» **Description of the task**
What comes next in the article on Grímnismál? Continue it from the point where it ends.

» **Document excerpt**
──────

Grímnismál (Old Norse: /non/; 'The Speech of Grímnir') is one of the mythological poems of the Poetic Edda. It is preserved in the Codex Regius manuscript and the AM 748 I 4to fragment. It is spoken through the voice of Grímnir, one of the many guises of the god Odin. The very name suggests guise, or mask or hood. Through an error, King Geirröth tortured Odin-as-Grímnir, a fatal mistake, since Odin caused him to fall upon his own sword. The poem is written mostly in the ljóðaháttr metre, typical for wisdom verse.

== Structure and history ==
The work starts out with a lengthy prose section describing the circumstances leading up to Grímnir's monologue. The monologue itself comprises 54 stanzas of poetic verse describing the worlds and Odin's many guises. The third and last part of the poem is also prose, a brief description of Geirröth's demise, his son's ascension, and Odin's disappearance.

The prose sections were most likely not part of the original oral versions of Grímnismál. Henry Adams Bellows suggests that they were added in the 12th or 13th century and based on some sort of narrative tradition regarding the poem. This is not entirely certain. The poem itself was likely composed in the first half of the 10th century.

──────

» **Data**
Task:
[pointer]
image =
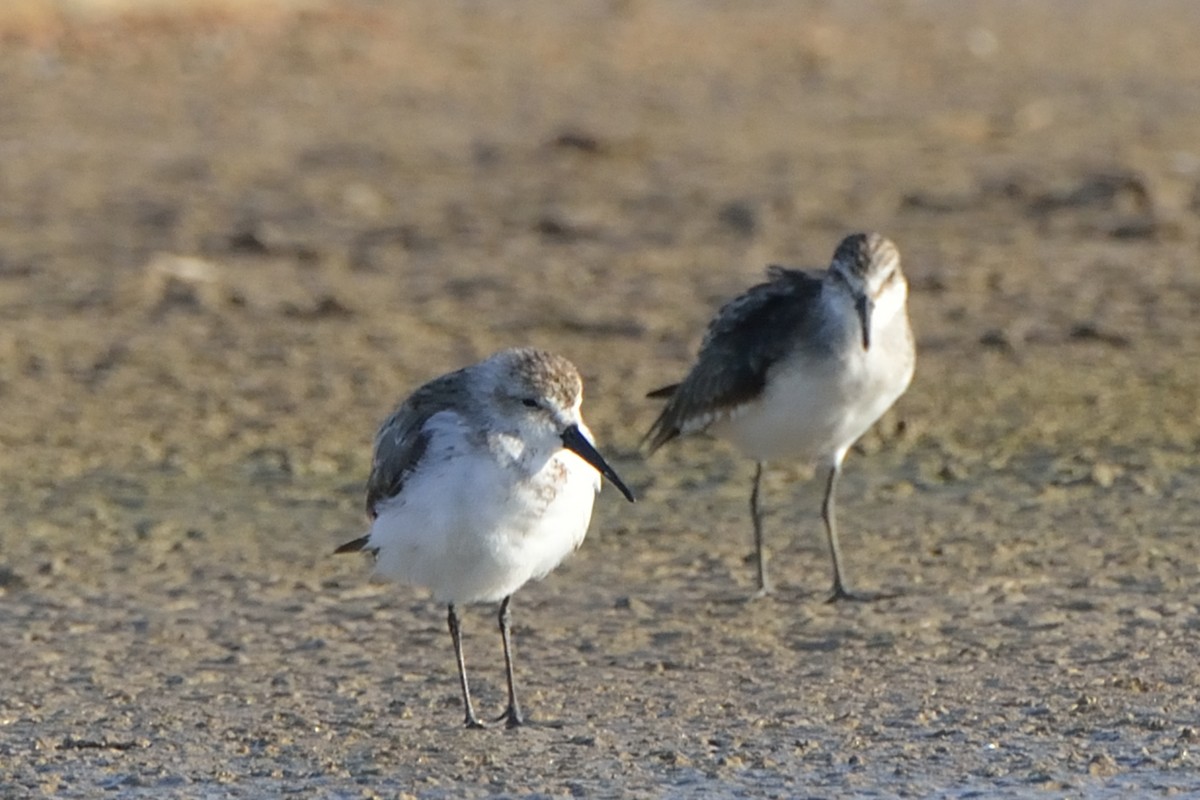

──────

» **Answer to the exercise**
== Synopsis ==
Odin and his wife, Frigg, were sitting in Hlidskjalf, looking out on the worlds. They turned their eyes towards King Geirröth, who was reigning in the stead of his late father, King Hrauthung. Geirröth and his older brother Agnarr had been raised by Odin and Frigg, respectively. The god and goddess had disguised themselves as a peasant and his wife, and had taught the children wisdom. Geirröth returned to his father's kingdom where he became king upon his father's death, while Agnarr dwelt with a giantess in a cave.

In Hliðskjálf, Odin remarked to Frigg that his foster-child Geirröth seemed to be prospering more so than her Agnarr. Frigg retorted that Geirröth was so parsimonious and inhospitable that he would torture his guests if he thought there were too many of them. Odin disputed this, and the couple entered into a wager in this respect. Frigg then sent her maid Fulla to Geirröth, advising him that a magician would soon enter his court to bewitch him, and saying that he could be recognised by the fact that no dog was fierce enough to attack him.

Geirröth heeded Fulla's false warning. He ordered his men to capture the man the dogs wouldn't attack, which they did. Odin-as-Grímnir, dressed in a dark blue cloak, allowed himself to be captured. He stated that his name was Grímnir, but he would say nothing further of himself.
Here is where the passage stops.